### DATA SHOWN

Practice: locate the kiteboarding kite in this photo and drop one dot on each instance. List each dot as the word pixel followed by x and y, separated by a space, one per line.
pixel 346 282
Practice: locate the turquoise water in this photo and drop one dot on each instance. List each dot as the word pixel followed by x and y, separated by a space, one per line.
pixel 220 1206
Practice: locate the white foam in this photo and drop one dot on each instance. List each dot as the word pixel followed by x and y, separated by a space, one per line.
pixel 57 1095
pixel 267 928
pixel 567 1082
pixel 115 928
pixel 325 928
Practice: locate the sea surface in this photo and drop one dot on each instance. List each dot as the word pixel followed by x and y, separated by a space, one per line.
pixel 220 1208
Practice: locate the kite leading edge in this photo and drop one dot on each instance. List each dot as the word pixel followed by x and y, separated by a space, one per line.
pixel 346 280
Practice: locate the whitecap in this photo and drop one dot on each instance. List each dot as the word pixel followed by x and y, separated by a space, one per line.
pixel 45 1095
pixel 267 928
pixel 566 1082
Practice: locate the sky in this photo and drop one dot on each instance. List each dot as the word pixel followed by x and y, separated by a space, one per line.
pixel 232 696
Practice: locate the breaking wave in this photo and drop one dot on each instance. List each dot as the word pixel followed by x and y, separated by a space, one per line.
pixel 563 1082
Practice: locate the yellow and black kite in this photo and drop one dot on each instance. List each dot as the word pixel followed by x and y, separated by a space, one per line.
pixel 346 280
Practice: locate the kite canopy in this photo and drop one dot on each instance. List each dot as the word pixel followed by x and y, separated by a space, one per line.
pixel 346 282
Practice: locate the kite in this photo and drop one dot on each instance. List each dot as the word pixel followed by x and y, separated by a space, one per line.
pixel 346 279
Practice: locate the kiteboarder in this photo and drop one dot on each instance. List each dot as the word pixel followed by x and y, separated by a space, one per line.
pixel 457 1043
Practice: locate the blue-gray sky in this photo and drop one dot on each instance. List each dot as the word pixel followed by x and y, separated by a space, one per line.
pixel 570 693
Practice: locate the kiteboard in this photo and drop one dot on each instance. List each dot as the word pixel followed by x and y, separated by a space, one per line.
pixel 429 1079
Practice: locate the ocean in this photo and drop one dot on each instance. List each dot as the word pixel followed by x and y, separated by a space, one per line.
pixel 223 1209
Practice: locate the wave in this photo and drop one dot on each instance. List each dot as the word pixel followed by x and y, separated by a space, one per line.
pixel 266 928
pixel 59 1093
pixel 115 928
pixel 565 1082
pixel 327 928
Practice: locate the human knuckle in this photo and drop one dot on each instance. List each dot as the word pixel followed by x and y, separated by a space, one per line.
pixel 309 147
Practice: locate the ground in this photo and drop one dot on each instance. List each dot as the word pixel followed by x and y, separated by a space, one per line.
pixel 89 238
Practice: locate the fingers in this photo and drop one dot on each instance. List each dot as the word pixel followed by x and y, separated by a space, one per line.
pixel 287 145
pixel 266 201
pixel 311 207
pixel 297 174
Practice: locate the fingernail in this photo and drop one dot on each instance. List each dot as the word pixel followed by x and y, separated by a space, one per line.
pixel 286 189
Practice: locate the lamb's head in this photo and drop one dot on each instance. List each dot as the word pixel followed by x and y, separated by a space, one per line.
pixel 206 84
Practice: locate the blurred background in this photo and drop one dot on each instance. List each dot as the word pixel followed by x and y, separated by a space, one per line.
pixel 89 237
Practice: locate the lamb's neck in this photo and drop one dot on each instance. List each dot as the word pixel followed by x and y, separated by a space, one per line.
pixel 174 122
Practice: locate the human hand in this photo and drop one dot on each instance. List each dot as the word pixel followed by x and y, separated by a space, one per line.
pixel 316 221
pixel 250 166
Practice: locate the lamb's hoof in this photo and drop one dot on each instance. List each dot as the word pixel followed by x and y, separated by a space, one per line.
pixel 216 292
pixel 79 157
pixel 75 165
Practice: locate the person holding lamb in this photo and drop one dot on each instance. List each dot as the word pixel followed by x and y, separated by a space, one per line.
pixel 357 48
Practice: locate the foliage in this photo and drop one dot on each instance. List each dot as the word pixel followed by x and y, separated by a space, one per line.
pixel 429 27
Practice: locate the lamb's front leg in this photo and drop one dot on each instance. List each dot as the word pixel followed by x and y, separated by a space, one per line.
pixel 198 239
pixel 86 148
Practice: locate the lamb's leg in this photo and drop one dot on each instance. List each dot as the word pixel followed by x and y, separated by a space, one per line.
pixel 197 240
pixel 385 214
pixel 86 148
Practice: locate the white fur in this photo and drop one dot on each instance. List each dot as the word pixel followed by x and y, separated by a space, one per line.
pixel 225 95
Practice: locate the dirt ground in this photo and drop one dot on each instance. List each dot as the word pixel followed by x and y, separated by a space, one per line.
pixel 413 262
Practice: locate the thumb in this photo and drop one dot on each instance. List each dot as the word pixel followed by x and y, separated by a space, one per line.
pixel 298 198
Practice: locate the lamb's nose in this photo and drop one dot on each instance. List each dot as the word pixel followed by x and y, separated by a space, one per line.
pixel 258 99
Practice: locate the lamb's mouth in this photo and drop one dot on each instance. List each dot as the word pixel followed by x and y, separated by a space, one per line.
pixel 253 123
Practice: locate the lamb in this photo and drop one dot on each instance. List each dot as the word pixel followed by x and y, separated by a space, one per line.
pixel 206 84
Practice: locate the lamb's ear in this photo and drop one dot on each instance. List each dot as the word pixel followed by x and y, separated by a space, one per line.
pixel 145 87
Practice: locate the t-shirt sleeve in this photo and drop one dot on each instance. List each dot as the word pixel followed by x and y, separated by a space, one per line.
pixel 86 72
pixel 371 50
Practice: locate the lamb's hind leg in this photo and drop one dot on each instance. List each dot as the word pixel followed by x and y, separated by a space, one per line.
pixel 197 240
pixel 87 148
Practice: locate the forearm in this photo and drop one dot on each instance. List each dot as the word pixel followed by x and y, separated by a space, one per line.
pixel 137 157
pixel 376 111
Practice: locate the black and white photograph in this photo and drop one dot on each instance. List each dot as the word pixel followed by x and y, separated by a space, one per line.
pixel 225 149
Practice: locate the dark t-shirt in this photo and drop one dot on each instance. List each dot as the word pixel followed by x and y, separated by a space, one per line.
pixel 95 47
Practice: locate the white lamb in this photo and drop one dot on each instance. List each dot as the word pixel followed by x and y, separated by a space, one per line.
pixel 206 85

######

▸ TRY IT: The requested lines run from the one with "Practice: locate the white lamb" through the last line of the records. Return them exactly.

▸ SOLUTION FOR THIS EXERCISE:
Practice: locate the white lamb in this photo and drop one dot on each instance. List each dot as the word pixel followed by x and y, separated by a space, one per line.
pixel 206 85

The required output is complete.